→ Requirements
Beneath this task is a listing; retype all of it exactly.

Data items:
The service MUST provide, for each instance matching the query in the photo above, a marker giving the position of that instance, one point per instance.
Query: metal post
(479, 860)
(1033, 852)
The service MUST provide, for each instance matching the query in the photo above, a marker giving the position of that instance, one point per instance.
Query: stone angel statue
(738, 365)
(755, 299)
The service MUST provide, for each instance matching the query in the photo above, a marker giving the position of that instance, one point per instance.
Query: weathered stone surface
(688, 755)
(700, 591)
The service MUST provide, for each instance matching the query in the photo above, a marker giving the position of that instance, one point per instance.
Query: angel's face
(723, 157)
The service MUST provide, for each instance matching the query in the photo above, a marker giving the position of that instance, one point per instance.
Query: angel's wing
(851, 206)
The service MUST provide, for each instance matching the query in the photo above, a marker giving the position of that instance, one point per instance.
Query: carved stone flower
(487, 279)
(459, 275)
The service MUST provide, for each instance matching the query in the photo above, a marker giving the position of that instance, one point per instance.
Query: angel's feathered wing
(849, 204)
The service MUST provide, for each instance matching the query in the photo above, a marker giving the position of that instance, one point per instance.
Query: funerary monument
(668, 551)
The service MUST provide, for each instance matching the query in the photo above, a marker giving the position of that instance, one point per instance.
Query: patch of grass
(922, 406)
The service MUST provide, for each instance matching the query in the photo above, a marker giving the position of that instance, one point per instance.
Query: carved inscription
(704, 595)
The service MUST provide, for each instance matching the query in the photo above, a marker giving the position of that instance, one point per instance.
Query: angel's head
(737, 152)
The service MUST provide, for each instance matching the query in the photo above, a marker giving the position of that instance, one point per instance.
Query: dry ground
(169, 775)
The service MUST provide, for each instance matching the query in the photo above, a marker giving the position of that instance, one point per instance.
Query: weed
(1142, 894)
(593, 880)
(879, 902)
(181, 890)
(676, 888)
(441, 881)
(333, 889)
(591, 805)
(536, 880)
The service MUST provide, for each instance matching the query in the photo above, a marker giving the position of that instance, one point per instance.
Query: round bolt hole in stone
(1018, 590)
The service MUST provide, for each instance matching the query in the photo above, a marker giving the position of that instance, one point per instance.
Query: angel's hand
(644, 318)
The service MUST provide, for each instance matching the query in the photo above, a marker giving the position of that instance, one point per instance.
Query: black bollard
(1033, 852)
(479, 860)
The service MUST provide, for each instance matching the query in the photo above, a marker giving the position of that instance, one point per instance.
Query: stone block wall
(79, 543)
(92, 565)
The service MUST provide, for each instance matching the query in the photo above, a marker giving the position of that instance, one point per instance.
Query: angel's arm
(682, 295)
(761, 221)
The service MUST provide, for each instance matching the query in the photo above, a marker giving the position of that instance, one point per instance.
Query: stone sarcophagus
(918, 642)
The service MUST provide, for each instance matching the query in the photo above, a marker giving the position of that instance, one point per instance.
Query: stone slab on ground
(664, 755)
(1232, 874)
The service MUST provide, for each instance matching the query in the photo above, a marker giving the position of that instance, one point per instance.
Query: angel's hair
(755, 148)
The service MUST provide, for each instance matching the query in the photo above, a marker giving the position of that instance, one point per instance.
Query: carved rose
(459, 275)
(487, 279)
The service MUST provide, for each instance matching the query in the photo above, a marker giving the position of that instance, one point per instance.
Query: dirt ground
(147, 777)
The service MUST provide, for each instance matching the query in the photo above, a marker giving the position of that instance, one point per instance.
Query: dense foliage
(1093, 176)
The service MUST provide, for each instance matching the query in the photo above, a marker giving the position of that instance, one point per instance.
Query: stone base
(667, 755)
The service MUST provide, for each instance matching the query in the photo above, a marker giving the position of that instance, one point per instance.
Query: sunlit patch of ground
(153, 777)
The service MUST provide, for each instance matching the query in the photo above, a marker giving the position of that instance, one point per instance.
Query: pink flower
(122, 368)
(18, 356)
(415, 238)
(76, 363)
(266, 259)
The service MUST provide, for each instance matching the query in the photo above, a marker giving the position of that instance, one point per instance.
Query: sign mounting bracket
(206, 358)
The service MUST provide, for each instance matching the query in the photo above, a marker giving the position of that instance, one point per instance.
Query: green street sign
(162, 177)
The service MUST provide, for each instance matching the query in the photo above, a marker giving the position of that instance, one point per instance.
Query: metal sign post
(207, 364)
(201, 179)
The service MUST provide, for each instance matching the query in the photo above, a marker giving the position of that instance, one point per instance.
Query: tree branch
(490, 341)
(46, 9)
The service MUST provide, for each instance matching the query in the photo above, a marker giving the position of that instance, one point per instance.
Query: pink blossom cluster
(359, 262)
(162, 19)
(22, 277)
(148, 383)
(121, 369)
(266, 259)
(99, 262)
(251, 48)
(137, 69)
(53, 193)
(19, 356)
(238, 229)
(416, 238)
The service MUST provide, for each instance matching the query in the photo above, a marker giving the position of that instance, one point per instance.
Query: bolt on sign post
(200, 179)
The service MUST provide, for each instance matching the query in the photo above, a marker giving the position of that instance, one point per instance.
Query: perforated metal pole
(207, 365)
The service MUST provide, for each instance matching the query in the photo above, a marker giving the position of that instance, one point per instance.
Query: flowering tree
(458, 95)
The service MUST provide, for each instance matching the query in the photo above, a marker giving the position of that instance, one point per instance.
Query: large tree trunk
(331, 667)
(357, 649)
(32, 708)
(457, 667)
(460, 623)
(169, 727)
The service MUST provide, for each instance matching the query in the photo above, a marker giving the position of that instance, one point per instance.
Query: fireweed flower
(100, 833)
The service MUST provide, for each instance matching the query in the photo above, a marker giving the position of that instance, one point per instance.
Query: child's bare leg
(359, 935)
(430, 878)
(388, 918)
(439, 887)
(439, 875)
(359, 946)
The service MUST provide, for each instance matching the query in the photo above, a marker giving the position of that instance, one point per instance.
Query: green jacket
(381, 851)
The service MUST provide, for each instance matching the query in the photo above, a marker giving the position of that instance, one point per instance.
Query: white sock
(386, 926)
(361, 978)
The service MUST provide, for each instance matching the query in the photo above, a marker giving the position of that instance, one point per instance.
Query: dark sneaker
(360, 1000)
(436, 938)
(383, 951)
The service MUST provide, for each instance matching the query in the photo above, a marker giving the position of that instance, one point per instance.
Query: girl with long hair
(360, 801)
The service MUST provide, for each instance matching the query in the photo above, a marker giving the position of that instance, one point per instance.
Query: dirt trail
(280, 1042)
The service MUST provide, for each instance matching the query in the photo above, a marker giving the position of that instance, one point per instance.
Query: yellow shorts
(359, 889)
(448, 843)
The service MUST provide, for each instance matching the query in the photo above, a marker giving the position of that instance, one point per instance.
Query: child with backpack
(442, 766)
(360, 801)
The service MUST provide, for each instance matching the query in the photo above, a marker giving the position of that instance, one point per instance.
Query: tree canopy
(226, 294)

→ Exercise answer
The service MUST provide, for each instance matching the query in the photo above, a marker giving the position of that instance, one point per instance.
Query: metal post
(479, 860)
(1033, 852)
The service MUST provide, for each instance matching the query in the photo above, a marker giving the position of that instance, one point per instance.
Query: stone angel statue
(738, 365)
(755, 299)
The service MUST provide, for each instance matching the query in the photo above, a marker giving the position of that instance, one point per instance.
Query: weathered stone surface
(688, 755)
(700, 591)
The service MUST provide, for each instance matching the query in the photo above, a marker giving the position of that instance, one point per instance.
Query: angel's face
(723, 157)
The service MUST provide, for each instance matching the query in the photo above, a marker giving the position of that instance, one point per instance.
Query: angel's wing
(851, 206)
The service MUST provide, for each instance matching the query in the photo above, a marker giving the position of that instance, one point per instance.
Query: carved stone flower
(487, 279)
(459, 275)
The service MUST provide, for each instance matching the query in the photo above, a marker giving the position of that instance, one point per instance.
Query: angel's feathered wing
(849, 204)
The service MUST provide, for each instance matching the query in the photo above, a marker giving the position of that instance, one point per instance.
Query: funerary monument
(668, 551)
The service MUST provide, for each instance matching the query in the photo above, a marker giving the position of that instance, one point per instance.
Query: patch of grass
(922, 406)
The service MUST provide, for each instance matching the query in the photo above, a marker giving the position of that instance, one point per instance.
Query: carved inscription
(704, 595)
The service MUST provide, for each instance matching the query in the photo above, a marker giving the position of that instance, one point per instance.
Query: angel's head
(737, 152)
The service MUST provide, for each instance matching the query in the photo above, a marker giving the position of that instance, one point per instance.
Query: dry ground
(169, 775)
The service MUST provide, for each instance matching the query in the photo above, a marker giving the position of that instance, one point per instance.
Query: weed
(1142, 894)
(593, 880)
(879, 902)
(181, 890)
(676, 888)
(441, 881)
(333, 889)
(591, 805)
(536, 880)
The service MUST provide, for each instance matching the query in the photo above, a marker giving the position of that instance, one point per instance.
Query: round bolt hole in stone
(1018, 590)
The service MUST provide, for each instance matching the query in the photo above, a marker giving the position of that instance, one point per instance.
Query: angel's hand
(644, 318)
The service MUST provide, for each instance matching the query in the photo above, a marker giving the position of that instance, one point per instance.
Query: black bollard
(1033, 852)
(479, 860)
The service MUST provide, for each instance matching the query in the photo above, a marker giving the position of that instance, one point per instance.
Query: stone block wall
(79, 543)
(92, 565)
The service MUST provide, for each instance matching the query in the photo above, a marker giving the position of that instance, one point per instance.
Query: angel's arm
(682, 295)
(761, 221)
The service MUST provide, for each instance matching the query in the photo above, a marker giving the position of that instance, one point per instance.
Query: stone sarcophagus
(918, 642)
The service MUST provide, for each instance matching the query in the photo above, a marker giving the position of that instance, one point per instance.
Query: stone slab on ground
(664, 755)
(1232, 874)
The service MUST provide, for each instance matching the query in the photo above, a marker giving the position of that instance, one point per instance.
Query: angel's hair
(755, 148)
The service MUST provide, for each instance matching the query in the photo above, a marker giving the position of that instance, one point per instance.
Query: carved rose
(459, 275)
(487, 279)
The service MUST provide, for each instance matching the query in the photo above, a marker giving the position of that instance, one point per instance.
Query: dirt ground
(147, 777)
The service MUST provide, for each instance matching the query in the photo above, a marker giving the position of that instance, one point per instance.
Query: dense foliage
(1093, 176)
The service MUST provide, for each instance matching the query in the photo above, a marker giving the position of that instance, one point per instance.
Query: stone base
(667, 755)
The service MUST provide, for each instance matching the query in the photo above, a marker giving the position of that instance, one point per instance.
Query: sunlit patch of ground
(153, 777)
The service MUST provide, for each instance matching the query in the photo above, a marker giving the position of that instance, one point per instance.
Query: pink flower
(122, 368)
(18, 356)
(415, 238)
(76, 363)
(266, 259)
The service MUST provide, for each instance matching the query in the photo above, a marker giving the position of that instance, one point per instance.
Query: sign mounting bracket
(206, 358)
The service MUST provide, for each instance matching the query in the photo above, a marker giving the position of that instance, one point per instance.
Query: green street sign
(162, 177)
The service MUST provide, for each instance matching the query in the photo above, a marker giving the position of that instance, one point per instance.
Query: metal sign post
(207, 364)
(201, 179)
The service MUST provide, for each instance matching the query in the photo above, a marker giving the position of that instance, one point per instance.
Query: tree branch
(490, 341)
(46, 9)
The service MUST provide, for each instance matching the query in the photo above, a marker giving the position of that instance, one point per instance.
Query: pink blossom cluster
(359, 262)
(162, 19)
(22, 277)
(148, 383)
(121, 369)
(266, 259)
(99, 262)
(251, 48)
(137, 69)
(53, 193)
(19, 356)
(238, 229)
(416, 238)
The service MUST provide, for each instance matching the query in the photo above, a marker giving the position of that instance, one point per instance.
Query: bolt on sign post
(200, 179)
The service MUST provide, for each instance matching the query in the photo above, a marker giving the position of that instance, one point per instance.
Query: perforated metal pole
(207, 365)
The service MUST provide, for each instance matching the query in the photo above, a marker giving the position of that instance, one point per instance.
Query: flowering tree
(458, 95)
The service MUST provide, for each instance matching the query in the photo above, a marker giving the position of that instance, one point per instance.
Query: large tree trunk
(331, 667)
(357, 649)
(32, 708)
(457, 667)
(460, 623)
(169, 727)
The service MUST provide, for each instance matching the query in the photo above, a marker giving the position of that instance, one point per instance.
Query: fireweed flower
(100, 833)
The service MUST provide, for each instance matching the query in the photo above, a marker giving the position of that instance, one point per instance.
Query: child's bare leg
(359, 935)
(430, 878)
(388, 918)
(439, 887)
(439, 875)
(359, 946)
The service MUST provide, for each instance matching the query in the photo above, a marker giving the position of that instance, one point per instance.
Query: green jacket
(381, 851)
The service MUST provide, for each instance matching the query in the photo above, a marker giving the position of that instance, one point per instance.
Query: white sock
(386, 926)
(361, 978)
The service MUST provide, for each instance matching the query in the photo above, a marker giving the position of that instance, one point per instance.
Query: dark sneaker
(360, 1000)
(436, 938)
(383, 951)
The service MUST provide, for each instance matching the query in the photo above, a marker giving the position of that instance, one point per instance.
Query: girl with long hair
(360, 801)
The service MUST provide, for each instance matching the query in the photo above, a marker giving the position of that instance, one point per instance.
Query: dirt trail
(280, 1042)
The service MUST provide, for each instance matching the query in the photo above, a marker giving the position of that instance, one point per instance.
Query: yellow shorts
(359, 889)
(448, 843)
The service MUST provide, for each instance matching the query in the photo above, a marker giving the position of that instance, one point per instance.
Query: child with backpack
(442, 766)
(360, 801)
The service MUST provide, for each instance matching the query in the photo above, a marker giving the position of that instance, one point per instance.
Query: tree canopy
(226, 294)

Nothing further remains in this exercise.